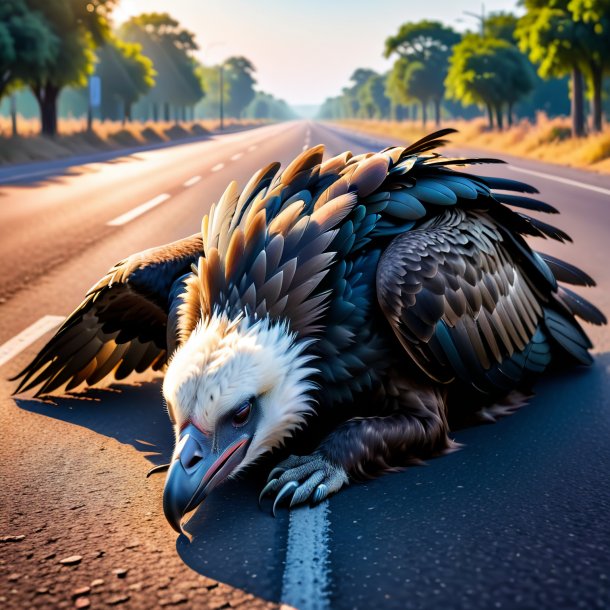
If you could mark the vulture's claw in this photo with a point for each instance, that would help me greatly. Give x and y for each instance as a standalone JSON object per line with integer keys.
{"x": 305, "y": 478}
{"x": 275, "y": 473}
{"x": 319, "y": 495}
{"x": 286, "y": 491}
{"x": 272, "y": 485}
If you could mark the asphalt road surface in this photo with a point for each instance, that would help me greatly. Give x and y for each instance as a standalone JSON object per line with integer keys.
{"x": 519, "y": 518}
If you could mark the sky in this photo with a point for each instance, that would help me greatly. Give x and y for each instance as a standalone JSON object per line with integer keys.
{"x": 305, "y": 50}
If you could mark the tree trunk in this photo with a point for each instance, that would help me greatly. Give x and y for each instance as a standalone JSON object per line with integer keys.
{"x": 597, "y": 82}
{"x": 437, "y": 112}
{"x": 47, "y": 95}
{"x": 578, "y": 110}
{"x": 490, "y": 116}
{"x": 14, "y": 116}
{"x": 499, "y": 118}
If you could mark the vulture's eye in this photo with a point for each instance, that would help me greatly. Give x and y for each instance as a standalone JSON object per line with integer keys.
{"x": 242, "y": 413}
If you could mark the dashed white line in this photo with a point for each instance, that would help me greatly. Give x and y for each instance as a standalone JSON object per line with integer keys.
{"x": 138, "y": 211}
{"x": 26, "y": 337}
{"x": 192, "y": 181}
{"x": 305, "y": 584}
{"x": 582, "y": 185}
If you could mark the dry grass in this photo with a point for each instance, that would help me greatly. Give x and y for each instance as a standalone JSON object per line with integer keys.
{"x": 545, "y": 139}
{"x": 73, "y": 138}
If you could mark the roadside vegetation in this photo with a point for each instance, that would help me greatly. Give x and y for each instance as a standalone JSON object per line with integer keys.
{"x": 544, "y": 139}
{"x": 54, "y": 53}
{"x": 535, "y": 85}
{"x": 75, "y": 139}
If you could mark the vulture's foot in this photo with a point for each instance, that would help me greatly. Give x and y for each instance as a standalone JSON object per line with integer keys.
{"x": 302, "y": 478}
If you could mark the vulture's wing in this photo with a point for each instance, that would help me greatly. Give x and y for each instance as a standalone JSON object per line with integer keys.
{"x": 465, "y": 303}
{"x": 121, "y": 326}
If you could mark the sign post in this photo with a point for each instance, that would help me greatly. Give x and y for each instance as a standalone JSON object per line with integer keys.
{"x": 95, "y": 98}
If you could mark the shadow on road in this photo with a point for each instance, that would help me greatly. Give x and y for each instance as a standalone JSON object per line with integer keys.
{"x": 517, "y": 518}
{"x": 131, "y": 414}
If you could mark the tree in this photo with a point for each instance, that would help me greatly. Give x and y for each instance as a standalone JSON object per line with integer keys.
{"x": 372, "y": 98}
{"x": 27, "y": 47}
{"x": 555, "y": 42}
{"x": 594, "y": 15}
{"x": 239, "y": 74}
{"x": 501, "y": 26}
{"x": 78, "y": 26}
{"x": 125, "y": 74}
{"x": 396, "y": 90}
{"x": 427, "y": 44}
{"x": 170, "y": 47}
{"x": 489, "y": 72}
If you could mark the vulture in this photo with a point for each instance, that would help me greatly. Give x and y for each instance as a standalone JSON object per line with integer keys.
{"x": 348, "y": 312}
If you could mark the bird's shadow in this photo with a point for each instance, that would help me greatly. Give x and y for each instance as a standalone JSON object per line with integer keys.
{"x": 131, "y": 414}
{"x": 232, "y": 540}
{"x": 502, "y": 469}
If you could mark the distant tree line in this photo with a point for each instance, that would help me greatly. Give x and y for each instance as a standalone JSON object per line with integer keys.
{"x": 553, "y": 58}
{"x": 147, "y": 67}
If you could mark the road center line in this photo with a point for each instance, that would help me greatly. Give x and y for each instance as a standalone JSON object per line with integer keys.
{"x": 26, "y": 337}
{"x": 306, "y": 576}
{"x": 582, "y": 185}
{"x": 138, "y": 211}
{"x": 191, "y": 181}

§ §

* TASK TO CARRY OUT *
Rewrite all the data above with "that would help me greatly" changed to "that would be very helpful" everywhere it appears and everything else left as it is. Omit the pictures.

* SOLUTION TO THIS TASK *
If you could mark the vulture's claw in this photo with a point for each instance, that would be very helpful. Give x and y for each instance as a standalone JSON object per line with integer keys.
{"x": 305, "y": 478}
{"x": 275, "y": 473}
{"x": 319, "y": 495}
{"x": 286, "y": 491}
{"x": 272, "y": 485}
If you could mark the asphalt road surface in this photo with a point for each instance, that would be very helpful. Give x and y for each instance as a standalone JSON object per line with integer keys.
{"x": 519, "y": 518}
If you could mark the sky in this photo with a point for each instance, that would be very helpful. Give x and y for each instance as a standalone JSON object per line with integer keys.
{"x": 305, "y": 50}
If you could mark the tree trunk in this photo with a point for each instance, that would be very helpful. Give x and y for each instance as a standalone JSON object per line with integer keys.
{"x": 597, "y": 82}
{"x": 437, "y": 112}
{"x": 47, "y": 95}
{"x": 578, "y": 110}
{"x": 490, "y": 116}
{"x": 14, "y": 116}
{"x": 499, "y": 118}
If you could mark the vulture's eye in this photo with a point for each instance, that would be very helpful. Give x and y for each instance as a standalone JSON object per line with integer keys.
{"x": 242, "y": 413}
If you could mark the dashed white line in this photo with a point for each instance, that would be very helpful. Give x and y for each instance as a standalone JSON object per line with integer keys.
{"x": 138, "y": 211}
{"x": 26, "y": 337}
{"x": 192, "y": 181}
{"x": 305, "y": 584}
{"x": 582, "y": 185}
If you could mark the dry grass in this photo with a point for each instance, that would be very helpful. Give x and y for each instance as a standalone JSON object per line with integer keys.
{"x": 545, "y": 139}
{"x": 73, "y": 138}
If you could mark the roadside vegetation in this photo with a point for each instance, that would be very helpful. Give x and y for each instance as a standalone JSON object per line with integer keys.
{"x": 544, "y": 139}
{"x": 54, "y": 53}
{"x": 535, "y": 85}
{"x": 75, "y": 139}
If you could mark the vulture's foot in this photo with a point for each instance, that would be very helpful. Give x and y for each instance as a standalone JSON object per line with integer keys.
{"x": 302, "y": 478}
If you could mark the vulture's wing in this photo with a point for each instance, that would be very helpful. Give x and y for each instance as a standalone JSON object per line with integer keys.
{"x": 465, "y": 303}
{"x": 121, "y": 326}
If you could mark the sign post in this photo with a point for each instance, that would be very helpful. Give x and y for each instance as a standalone JSON object per line with integer keys.
{"x": 95, "y": 98}
If you could mark the shadow on road in this photo with a point for each instance, that would be very helpful. Give x and y for each instance as a standalone JSON object per line with integer keys.
{"x": 517, "y": 518}
{"x": 131, "y": 414}
If you could mark the tree in this photo with a point for each instance, that would be very helpful. Give x and y for each instance as a standalone JSON object per line with integer keys.
{"x": 372, "y": 98}
{"x": 27, "y": 47}
{"x": 555, "y": 42}
{"x": 594, "y": 15}
{"x": 239, "y": 74}
{"x": 501, "y": 26}
{"x": 78, "y": 26}
{"x": 125, "y": 74}
{"x": 396, "y": 90}
{"x": 427, "y": 44}
{"x": 170, "y": 47}
{"x": 489, "y": 72}
If you could mark the vulture in this photo with a point for each instance, that would be very helpful. Give x and y for each instance as a standalone JSON object per line with integer keys.
{"x": 348, "y": 312}
If you could mark the bird's shadow in this photo with a point for each instance, that would be very helpful. Give x and y for each instance as a standalone JSON object per line with integer keys.
{"x": 131, "y": 414}
{"x": 232, "y": 540}
{"x": 502, "y": 469}
If you could mark the distant tree line in this photo with a point for each instance, that would be very helpful. Give x and y for each instance as a standalone JSON object per line with integer keys.
{"x": 553, "y": 58}
{"x": 147, "y": 67}
If you could mark the road center line in this photo with a point for each instance, that would be very helpful. Give x and y for each instance as a standalone JSON object per line with integer keys.
{"x": 26, "y": 337}
{"x": 306, "y": 576}
{"x": 582, "y": 185}
{"x": 138, "y": 211}
{"x": 191, "y": 181}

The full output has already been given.